## [Exercises to complete]
1. From the travel entry about Ende, list each place to eat that Manu and the narrator try while looking for food.
2. Copy word for word the part of the travel entry about Ende between "Flag of Indonesia  , East" and "up after dark.", inclusive.

## [Selected text]

· · · · · · ·

Flag of Indonesia  , East Nusa Tenggara,
Sunday, May 8, 2011

'Ende' in German means ‘the end’. Our first stroll around this sleepy town does feel a little like that. Hard to believe that there is an airport in this place. The streets are empty mid day and I suspect there won’t even be dogs up after dark.

Marc found a few local boys he joins for a round of soccer, while Manu and I walk the streets in search for food. There are a couple of 'Waruns', dining places that give you a plate of rice on top of which you get to choose from different fried meats and vegetables. Greasy, dripping and in my humble opinion tasting like nothing more than chili and rancid oil. Thanks but no thanks. I crave a celebrity chef meal. The next option is a hotel restaurant. Except that it looks more like a construction zone inside and there doesn’t appear to be any food at all. Then a really cute looking hut-like thing we walk in. A very animated lady says a lot of words we don’t understand and sends us further down the road. I think this was someone’s living room that we stepped into.

· · · · · · ·

## [Data rows]

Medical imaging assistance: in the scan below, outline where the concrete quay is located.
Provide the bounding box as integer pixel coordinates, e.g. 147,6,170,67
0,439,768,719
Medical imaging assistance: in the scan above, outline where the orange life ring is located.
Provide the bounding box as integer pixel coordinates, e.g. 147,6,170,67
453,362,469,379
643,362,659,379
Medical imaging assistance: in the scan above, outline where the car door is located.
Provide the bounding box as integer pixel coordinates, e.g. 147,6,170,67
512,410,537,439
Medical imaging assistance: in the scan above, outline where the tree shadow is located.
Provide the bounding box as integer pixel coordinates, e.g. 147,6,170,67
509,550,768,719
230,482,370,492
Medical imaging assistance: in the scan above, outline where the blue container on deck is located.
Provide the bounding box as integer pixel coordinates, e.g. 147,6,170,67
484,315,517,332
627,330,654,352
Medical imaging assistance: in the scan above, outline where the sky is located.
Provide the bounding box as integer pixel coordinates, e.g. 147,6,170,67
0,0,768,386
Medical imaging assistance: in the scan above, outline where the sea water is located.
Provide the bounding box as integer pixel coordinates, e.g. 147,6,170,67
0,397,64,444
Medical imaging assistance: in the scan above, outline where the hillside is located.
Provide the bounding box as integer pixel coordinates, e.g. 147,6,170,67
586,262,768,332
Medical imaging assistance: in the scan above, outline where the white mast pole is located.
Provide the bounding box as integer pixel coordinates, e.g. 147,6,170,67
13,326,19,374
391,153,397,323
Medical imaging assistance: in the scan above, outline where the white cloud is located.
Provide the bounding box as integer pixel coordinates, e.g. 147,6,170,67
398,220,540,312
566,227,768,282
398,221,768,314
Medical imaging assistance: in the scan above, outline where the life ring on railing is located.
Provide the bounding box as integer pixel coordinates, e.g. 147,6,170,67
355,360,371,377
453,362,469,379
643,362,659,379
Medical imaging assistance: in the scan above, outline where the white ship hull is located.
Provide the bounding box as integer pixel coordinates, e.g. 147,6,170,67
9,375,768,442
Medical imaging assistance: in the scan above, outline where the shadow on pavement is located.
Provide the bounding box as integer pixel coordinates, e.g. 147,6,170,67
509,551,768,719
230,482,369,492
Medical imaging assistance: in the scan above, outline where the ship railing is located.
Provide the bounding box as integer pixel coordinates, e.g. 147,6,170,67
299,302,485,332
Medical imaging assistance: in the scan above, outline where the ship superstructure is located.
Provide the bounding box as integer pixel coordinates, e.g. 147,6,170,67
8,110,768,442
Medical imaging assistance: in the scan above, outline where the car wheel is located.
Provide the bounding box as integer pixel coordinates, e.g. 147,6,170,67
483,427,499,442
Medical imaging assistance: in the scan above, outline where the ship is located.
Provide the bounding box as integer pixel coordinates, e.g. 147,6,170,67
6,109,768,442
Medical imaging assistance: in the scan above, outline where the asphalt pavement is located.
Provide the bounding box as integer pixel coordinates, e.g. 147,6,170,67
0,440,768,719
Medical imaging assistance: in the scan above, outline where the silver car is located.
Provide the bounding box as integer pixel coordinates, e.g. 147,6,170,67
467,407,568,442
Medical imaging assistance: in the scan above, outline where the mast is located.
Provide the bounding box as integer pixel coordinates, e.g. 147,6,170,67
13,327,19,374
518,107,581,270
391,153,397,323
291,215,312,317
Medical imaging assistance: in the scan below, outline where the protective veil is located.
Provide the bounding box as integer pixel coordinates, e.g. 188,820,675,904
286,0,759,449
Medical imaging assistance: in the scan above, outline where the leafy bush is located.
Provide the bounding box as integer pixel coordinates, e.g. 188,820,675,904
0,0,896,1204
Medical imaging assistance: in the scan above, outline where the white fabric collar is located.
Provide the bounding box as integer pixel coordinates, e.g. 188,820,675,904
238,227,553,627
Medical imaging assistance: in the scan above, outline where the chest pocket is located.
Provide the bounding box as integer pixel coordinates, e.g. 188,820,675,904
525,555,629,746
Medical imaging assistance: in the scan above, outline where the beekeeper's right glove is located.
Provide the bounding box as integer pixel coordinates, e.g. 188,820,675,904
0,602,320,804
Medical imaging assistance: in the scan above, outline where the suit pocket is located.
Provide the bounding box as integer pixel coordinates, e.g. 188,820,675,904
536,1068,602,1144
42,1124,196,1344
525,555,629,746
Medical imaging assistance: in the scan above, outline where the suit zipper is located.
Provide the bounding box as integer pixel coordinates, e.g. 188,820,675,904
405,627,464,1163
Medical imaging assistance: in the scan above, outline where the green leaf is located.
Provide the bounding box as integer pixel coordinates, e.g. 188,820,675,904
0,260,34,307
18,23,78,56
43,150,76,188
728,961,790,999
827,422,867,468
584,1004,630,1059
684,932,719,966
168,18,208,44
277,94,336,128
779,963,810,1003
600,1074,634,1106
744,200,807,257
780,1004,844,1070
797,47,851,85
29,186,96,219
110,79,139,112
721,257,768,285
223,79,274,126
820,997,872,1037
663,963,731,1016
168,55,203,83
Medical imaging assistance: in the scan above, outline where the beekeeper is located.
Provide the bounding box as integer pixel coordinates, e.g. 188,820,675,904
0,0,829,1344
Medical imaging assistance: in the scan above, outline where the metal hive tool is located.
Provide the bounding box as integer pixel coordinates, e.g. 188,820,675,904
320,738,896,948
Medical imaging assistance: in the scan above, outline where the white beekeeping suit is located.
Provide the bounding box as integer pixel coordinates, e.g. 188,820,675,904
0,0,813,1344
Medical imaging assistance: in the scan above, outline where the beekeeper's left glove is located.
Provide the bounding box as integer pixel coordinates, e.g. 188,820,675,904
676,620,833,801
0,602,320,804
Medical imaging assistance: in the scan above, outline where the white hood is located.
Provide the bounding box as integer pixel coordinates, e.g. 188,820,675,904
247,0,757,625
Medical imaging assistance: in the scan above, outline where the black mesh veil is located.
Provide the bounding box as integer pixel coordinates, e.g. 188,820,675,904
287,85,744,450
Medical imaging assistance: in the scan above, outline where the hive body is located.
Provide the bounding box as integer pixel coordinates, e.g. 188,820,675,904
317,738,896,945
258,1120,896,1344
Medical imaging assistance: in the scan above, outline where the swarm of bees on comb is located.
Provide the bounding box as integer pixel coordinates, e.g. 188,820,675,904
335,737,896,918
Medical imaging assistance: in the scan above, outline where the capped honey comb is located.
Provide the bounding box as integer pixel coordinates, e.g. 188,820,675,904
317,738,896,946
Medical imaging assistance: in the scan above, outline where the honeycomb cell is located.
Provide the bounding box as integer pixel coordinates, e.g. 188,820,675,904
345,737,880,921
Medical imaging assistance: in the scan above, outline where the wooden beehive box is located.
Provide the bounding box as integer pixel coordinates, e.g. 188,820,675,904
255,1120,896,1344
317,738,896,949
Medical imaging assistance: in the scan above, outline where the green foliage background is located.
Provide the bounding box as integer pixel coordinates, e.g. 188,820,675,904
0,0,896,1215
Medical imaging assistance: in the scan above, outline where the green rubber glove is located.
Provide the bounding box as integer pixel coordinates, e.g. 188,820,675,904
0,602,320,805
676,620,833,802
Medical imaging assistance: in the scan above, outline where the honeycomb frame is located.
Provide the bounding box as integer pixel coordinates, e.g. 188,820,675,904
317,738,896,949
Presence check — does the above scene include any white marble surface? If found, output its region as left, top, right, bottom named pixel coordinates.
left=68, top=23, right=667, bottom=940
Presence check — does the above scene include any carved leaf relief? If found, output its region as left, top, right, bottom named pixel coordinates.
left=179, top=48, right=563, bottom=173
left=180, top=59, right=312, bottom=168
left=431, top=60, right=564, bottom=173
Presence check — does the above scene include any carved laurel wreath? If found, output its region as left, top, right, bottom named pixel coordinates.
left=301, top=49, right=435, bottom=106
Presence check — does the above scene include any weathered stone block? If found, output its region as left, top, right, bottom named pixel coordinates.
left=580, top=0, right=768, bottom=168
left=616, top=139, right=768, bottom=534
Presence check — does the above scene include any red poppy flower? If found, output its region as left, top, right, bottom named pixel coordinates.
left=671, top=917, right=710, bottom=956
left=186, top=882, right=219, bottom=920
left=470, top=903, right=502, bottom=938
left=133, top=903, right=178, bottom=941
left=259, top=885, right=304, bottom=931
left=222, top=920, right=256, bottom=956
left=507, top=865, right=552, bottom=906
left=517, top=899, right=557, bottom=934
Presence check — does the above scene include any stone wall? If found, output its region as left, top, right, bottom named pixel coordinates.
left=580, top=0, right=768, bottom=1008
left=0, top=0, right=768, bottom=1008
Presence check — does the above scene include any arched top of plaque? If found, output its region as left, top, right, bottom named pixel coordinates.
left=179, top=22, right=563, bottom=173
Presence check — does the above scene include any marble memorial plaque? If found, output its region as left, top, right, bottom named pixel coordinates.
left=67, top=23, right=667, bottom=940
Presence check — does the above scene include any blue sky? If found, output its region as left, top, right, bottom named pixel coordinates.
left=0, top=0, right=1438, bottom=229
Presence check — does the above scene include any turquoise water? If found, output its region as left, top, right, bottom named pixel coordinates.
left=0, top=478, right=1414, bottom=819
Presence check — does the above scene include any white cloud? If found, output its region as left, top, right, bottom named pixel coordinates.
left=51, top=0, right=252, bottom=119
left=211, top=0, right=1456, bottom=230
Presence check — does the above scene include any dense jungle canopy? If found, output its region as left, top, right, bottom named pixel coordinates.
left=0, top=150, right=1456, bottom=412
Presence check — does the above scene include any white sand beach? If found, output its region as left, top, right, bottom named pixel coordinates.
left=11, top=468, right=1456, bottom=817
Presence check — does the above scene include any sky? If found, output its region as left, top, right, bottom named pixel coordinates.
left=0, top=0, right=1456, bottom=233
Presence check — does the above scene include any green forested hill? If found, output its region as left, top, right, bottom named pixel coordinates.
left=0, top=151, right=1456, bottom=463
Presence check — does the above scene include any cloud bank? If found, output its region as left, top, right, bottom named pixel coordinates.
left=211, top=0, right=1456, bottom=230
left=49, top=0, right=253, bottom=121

· · · · · · ·

## [Worked answers]
1.
- The 'Waruns', dining places that serve a plate of rice topped with a choice of fried meats and vegetables
- A hotel restaurant
- A really cute looking hut-like thing

2.
Flag of Indonesia  , East Nusa Tenggara,
Sunday, May 8, 2011

'Ende' in German means ‘the end’. Our first stroll around this sleepy town does feel a little like that. Hard to believe that there is an airport in this place. The streets are empty mid day and I suspect there won’t even be dogs up after dark.